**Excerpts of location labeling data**
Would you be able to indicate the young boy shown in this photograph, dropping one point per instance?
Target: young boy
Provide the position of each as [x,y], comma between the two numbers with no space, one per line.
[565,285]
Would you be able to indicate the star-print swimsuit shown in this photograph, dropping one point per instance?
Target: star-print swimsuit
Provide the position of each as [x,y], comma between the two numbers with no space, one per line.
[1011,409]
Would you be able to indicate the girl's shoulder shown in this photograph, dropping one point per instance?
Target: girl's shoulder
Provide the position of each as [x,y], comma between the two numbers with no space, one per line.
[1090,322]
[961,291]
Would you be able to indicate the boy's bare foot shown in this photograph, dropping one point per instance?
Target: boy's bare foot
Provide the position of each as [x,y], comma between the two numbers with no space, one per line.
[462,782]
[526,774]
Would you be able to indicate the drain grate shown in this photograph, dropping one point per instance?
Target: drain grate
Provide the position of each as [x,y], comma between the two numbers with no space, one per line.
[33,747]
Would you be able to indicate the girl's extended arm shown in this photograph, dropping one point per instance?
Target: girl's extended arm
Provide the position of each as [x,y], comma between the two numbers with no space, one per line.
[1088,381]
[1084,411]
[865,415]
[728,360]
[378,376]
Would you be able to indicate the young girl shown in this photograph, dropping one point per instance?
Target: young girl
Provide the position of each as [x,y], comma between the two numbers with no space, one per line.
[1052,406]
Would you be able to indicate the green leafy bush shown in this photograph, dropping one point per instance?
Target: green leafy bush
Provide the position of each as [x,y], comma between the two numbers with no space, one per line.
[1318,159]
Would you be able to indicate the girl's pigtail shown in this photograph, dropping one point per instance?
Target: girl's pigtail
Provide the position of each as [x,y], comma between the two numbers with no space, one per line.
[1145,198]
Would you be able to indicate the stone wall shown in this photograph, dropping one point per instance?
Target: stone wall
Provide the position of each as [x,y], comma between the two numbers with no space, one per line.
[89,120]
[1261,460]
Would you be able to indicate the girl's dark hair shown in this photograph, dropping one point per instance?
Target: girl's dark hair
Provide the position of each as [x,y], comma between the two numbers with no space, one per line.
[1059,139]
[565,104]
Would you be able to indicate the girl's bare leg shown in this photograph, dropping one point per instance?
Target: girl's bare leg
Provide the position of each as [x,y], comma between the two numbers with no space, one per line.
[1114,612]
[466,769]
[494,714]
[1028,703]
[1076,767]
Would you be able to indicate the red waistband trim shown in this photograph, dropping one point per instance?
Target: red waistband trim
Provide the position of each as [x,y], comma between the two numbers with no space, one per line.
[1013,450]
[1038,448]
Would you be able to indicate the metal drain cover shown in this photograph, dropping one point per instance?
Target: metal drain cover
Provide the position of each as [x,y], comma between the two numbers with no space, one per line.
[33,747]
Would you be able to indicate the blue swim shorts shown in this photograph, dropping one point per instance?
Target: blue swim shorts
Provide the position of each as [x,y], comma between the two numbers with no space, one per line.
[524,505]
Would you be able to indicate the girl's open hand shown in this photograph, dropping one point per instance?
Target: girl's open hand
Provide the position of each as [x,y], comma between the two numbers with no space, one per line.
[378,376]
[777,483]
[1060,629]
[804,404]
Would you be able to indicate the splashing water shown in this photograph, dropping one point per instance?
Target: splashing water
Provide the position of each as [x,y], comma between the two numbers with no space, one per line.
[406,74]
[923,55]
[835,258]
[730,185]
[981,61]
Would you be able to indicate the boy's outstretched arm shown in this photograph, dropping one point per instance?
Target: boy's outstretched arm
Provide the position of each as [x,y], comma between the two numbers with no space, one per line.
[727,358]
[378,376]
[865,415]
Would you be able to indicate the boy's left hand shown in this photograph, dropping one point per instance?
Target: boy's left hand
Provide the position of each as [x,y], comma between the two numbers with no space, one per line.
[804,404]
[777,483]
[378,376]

**Set exercise**
Convert all of the data above into a JSON list of strings, with one string for each line and any blank lines omitted.

**Answer in full**
[
  "Would you be able to indicate the young boy shown in this photograph, dropping one point per instance?",
  "Target: young boy",
  "Provide the position of each as [x,y], comma between the two numbers with no space, one per line.",
  "[565,285]",
  "Would you be able to indicate the star-print swimsuit shown in this photograph, dropping one point per instance?",
  "Target: star-print swimsuit",
  "Provide the position of each as [x,y], comma between the two numbers with no space, one per line.",
  "[1011,409]",
  "Would you be able to indicate the girl's shoulder shown in this photograph, dropping one point per instance?",
  "Target: girl's shoulder",
  "Provide the position of each as [x,y], comma between the two numbers with no space, one per line.",
  "[1090,322]",
  "[961,291]",
  "Would you be able to indicate the boy's bare foot shown in this photograph, dropping one point per instance?",
  "Target: boy's bare foot",
  "Provide the position of each as [x,y], comma between the two numbers with no space, one per line.",
  "[462,782]",
  "[526,774]",
  "Would you be able to indicate the drain grate shown in this photograph, dropping one point per instance?",
  "Target: drain grate",
  "Provide the position of each as [x,y], comma between the two numbers with no space, one per line.",
  "[33,747]",
  "Would you be able to indicate the girl's extended arm shown in this photograph, dropping one point per instance?",
  "Target: girl's extended arm",
  "Provide the position of each as [x,y], comma between the two numbers with no space, one per line.",
  "[1088,381]",
  "[1084,411]",
  "[865,415]",
  "[728,360]",
  "[378,376]",
  "Would you be able to indicate the young girl shown in this photograph, dropping one point per instance?",
  "Target: young girl",
  "Provide the position of each as [x,y], comma between the two numbers with no space, one per line.",
  "[1052,406]",
  "Would you be able to indicate the green leafy bush shown in this photograph, dropping one point per instance?",
  "Target: green leafy bush",
  "Provide the position of each as [x,y], comma between the two numbers with no space, one per line.",
  "[1318,159]",
  "Would you be able to indicate the girl's pigtail shown in this photograph, dropping one point per instance?",
  "Target: girl's pigtail",
  "Provide the position of each as [x,y], comma between the two numbers with no space, one per line.",
  "[1145,198]",
  "Would you be able to indicate the stone wall shown in this photograph, dropping one point per instance?",
  "Target: stone wall",
  "Provide the position of each as [x,y], comma between the two numbers with no space, one per line.",
  "[89,120]",
  "[1261,460]",
  "Would you be able to indicate the girl's dark hair shown in this photograph, dropping one point per instance?",
  "Target: girl's dark hair",
  "Provide the position of each as [x,y], comma between the two numbers with no space, one per line.",
  "[1059,139]",
  "[565,104]",
  "Would you be able to indicate the girl's bare leg shown in this photograph, dropping one point per instance?",
  "Target: girl's bare leg",
  "Provide the position of each as [x,y], comma between the two numbers with no space, one per line.",
  "[1114,612]",
  "[466,769]",
  "[494,714]",
  "[1028,703]",
  "[1076,767]",
  "Would you be able to indicate the red waistband trim shown in this photograph, dropping one point per instance?",
  "Target: red waistband trim",
  "Provide the position of each as [x,y], comma between the two numbers with no space, one per line.",
  "[1013,450]",
  "[1038,448]",
  "Would you be able to indicate the metal drain cover shown in this photograph, dropping one point per instance?",
  "Target: metal drain cover",
  "Provide the position of each as [x,y], comma between the two numbers with no space, one per line.",
  "[33,747]",
  "Would you be able to indicate the blue swim shorts shown in this photograph, dropping one point per instance?",
  "Target: blue swim shorts",
  "Provide the position of each as [x,y], comma between the two numbers with no space, one per line.",
  "[524,505]",
  "Would you be able to indicate the girl's open hand shown in this photograph, dropping one point per instance?",
  "Target: girl's open hand",
  "Provide the position of each as [x,y], comma between the two numbers with no space, one per line.",
  "[378,376]",
  "[777,483]",
  "[1060,629]",
  "[804,404]",
  "Would you be able to indicate the splashing water shown in this photograph, dropping one point per instance?",
  "Target: splashing water",
  "Provide the position of each as [x,y], comma between the two numbers with no space, one per line.",
  "[406,74]",
  "[923,55]",
  "[835,258]",
  "[730,185]",
  "[981,61]",
  "Would you be able to indicate the boy's outstretched arm shown in this photograph, dropping one point per instance?",
  "Target: boy's outstretched arm",
  "Provide the position of each as [x,y], comma between the two numbers with no space, one per line.",
  "[727,358]",
  "[378,376]",
  "[865,415]",
  "Would you be able to indicate the boy's left hand shown in this photograph, dropping one point per instance?",
  "Target: boy's left hand",
  "Provide the position of each as [x,y], comma between the two numbers with no space, one per line.",
  "[804,404]",
  "[777,483]",
  "[378,376]"
]